BEGIN
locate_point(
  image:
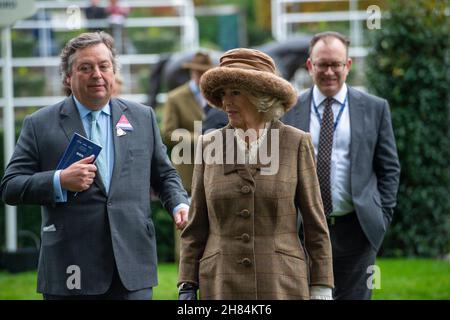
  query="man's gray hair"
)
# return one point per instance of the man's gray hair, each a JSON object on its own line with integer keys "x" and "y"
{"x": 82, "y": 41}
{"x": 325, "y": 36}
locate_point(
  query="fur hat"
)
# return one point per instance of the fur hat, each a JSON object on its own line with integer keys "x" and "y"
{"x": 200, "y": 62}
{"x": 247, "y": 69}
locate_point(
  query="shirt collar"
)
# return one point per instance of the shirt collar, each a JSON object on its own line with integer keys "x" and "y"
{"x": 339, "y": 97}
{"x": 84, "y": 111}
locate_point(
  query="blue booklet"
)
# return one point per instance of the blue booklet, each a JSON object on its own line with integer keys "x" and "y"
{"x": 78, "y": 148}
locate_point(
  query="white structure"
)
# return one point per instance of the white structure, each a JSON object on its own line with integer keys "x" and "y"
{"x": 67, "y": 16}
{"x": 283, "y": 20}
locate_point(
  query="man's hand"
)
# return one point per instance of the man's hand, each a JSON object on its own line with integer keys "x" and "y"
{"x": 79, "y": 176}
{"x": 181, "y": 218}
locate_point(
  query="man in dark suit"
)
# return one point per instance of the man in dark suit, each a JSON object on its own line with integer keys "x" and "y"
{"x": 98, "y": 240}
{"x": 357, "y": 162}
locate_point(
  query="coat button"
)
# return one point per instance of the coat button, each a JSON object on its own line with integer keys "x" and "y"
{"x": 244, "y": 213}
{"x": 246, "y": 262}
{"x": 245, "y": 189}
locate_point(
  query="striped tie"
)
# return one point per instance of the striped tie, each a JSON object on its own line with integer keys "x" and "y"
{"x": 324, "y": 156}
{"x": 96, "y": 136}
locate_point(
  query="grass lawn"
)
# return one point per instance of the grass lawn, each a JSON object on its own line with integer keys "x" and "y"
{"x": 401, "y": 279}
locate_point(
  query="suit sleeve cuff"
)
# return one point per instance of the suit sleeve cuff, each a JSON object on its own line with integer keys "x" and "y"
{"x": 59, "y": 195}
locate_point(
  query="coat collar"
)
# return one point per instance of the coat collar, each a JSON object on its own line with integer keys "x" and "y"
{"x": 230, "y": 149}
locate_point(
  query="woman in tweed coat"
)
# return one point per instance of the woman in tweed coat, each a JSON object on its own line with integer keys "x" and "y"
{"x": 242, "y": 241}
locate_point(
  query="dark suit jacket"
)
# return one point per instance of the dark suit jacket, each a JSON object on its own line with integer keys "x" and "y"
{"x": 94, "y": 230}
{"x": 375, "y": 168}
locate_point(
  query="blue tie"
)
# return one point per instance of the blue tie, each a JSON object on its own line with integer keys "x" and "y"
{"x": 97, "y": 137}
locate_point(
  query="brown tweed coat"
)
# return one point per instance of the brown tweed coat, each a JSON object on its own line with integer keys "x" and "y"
END
BEGIN
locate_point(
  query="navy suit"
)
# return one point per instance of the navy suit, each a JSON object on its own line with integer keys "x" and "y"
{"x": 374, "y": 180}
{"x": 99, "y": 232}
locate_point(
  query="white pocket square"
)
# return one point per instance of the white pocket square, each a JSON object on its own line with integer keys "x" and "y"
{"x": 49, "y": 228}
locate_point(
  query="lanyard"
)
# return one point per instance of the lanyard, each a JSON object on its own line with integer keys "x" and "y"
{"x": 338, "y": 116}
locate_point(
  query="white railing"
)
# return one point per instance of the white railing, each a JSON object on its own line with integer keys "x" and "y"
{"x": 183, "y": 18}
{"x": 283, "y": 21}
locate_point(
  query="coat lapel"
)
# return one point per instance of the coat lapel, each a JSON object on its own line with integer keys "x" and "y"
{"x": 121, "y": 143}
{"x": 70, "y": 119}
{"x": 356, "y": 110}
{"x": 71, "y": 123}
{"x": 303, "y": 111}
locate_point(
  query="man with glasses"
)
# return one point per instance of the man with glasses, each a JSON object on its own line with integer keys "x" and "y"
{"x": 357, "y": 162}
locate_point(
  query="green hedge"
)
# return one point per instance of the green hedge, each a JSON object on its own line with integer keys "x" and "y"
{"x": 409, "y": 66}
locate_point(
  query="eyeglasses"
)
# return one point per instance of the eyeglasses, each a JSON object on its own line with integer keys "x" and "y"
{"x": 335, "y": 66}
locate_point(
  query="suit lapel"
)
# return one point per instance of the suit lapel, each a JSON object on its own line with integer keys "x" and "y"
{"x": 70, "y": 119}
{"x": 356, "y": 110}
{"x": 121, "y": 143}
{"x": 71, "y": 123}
END
• How to complete this task: Take every line above where "brown" appears and copy it.

• Output below:
  query="brown tweed coat"
# return one point per instance of the brown tweed coat, each a JSON object on its own line with integer keys "x" and "y"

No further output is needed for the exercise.